> **Extract provided**
* start *
‘Powerhouse’ Liliana Lovell Talks About Coyote Ugly And How It Changed Her Life: BUST Interview

by Robyn Smith

23 years ago, Liliana “Lil” Lovell lived a different life. She worked at her bar till 5 a.m. and came back to open it at 9 a.m. She worked 80 hours a week and got three or four hours of sleep, max.

She was one of the youngest female bar owners in New York City, and she didn’t even notice.

“I’m a powerhouse,” Lovell, who learned she was one of the few when journalists kept asking about it, says. “It doesn’t matter if I’m a woman or not. Nothing was going to stop me.”

When Lovell opened Coyote Ugly at age 25, she already had a large following from years of putting herself through school as a bartender. She didn’t take a single night off—whether she worked the full shift or not, she was at the bar every day.

Now, Lovell’s life is different. This past week, she was in Las Vegas shooting the 2017 Coyote Girls calendar. The week before that, she was in Virginia Beach, scouting out a potential location for a new Coyote Ugly. Next week, she’ll be back in Vegas, and the week after that, she’ll be in Memphis, Tennessee, celebrating the bar’s anniversary.

Her job now consists mostly of “telephone calls and emails.” When we spoke on the phone, Lil was at home in San Diego, California, with her 16-year-old son, who was sick from school.

“While this might sound weird, I kind of enjoy it because it’s the only time he seems to need me now.”

It took Lovell a long time to be able to get out from behind the bar, but she wasn’t always planning on going into the industry. She studied psychology and communication at New York University. Before she went into bartending full time, she was an apprentice on Wall Street, making $250 a week. On that income, the apprenticeship didn’t last long.

“I simply stopped,” Lovell says. “About a year in I said, ‘You know what, this is going to be a long road and I’m making more money doing other things.’”
* end *
> **Data shown**
* start *
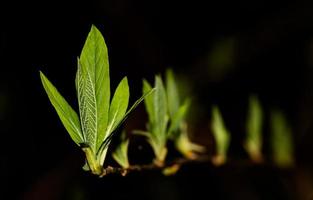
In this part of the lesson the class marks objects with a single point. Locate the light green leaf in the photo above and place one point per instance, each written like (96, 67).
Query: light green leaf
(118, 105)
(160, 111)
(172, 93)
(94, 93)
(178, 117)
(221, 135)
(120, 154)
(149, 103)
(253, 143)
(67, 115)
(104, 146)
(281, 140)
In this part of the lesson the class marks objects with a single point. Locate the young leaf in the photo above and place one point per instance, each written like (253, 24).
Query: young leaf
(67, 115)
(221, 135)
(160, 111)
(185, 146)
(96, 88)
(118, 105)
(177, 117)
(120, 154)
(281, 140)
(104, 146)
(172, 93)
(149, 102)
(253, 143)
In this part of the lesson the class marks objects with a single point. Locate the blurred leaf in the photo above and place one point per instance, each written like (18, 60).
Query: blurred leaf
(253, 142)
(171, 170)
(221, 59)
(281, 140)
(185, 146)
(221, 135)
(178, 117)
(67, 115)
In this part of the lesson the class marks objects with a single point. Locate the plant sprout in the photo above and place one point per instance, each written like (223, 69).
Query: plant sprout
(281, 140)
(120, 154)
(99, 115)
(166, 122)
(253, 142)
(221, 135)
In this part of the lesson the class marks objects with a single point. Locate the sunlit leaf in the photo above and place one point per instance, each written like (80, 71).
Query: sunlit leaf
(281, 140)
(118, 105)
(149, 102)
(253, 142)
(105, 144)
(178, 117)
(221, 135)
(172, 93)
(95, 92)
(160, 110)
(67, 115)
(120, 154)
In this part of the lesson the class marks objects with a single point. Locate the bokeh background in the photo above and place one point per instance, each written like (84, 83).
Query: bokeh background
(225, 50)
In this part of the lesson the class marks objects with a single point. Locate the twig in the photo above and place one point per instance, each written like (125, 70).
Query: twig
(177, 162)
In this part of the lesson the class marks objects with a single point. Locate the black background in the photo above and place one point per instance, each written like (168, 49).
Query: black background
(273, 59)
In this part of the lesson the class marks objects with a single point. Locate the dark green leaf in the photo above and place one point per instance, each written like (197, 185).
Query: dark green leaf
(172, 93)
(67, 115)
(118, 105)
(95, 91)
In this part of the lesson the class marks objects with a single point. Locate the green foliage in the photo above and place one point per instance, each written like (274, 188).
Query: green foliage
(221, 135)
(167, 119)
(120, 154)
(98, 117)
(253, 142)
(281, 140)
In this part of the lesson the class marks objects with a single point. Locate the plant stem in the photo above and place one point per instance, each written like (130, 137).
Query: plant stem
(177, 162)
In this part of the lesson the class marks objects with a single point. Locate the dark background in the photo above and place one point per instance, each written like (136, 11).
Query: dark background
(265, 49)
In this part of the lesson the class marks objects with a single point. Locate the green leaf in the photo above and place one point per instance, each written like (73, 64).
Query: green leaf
* end *
> **Work to complete**
1. Based on the Liliana Lovell interview above, decide whether each statement agrees with it: (a) Lovell opened Coyote Ugly when she was 25; (b) Lovell studied economics at New York University; (c) Lovell took one night off each week from the bar. For each, answer yes or no and quote the deciding words.
2. Retype the passage of the Liliana Lovell interview between "She was one of the youngest" and "the bar’s anniversary.", inclusive.

> **Exercise responses**
1.
(a) Yes: "When Lovell opened Coyote Ugly at age 25"
(b) No: "She studied psychology and communication at New York University."
(c) No: "She didn’t take a single night off"

2.
She was one of the youngest female bar owners in New York City, and she didn’t even notice.

“I’m a powerhouse,” Lovell, who learned she was one of the few when journalists kept asking about it, says. “It doesn’t matter if I’m a woman or not. Nothing was going to stop me.”

When Lovell opened Coyote Ugly at age 25, she already had a large following from years of putting herself through school as a bartender. She didn’t take a single night off—whether she worked the full shift or not, she was at the bar every day.

Now, Lovell’s life is different. This past week, she was in Las Vegas shooting the 2017 Coyote Girls calendar. The week before that, she was in Virginia Beach, scouting out a potential location for a new Coyote Ugly. Next week, she’ll be back in Vegas, and the week after that, she’ll be in Memphis, Tennessee, celebrating the bar’s anniversary.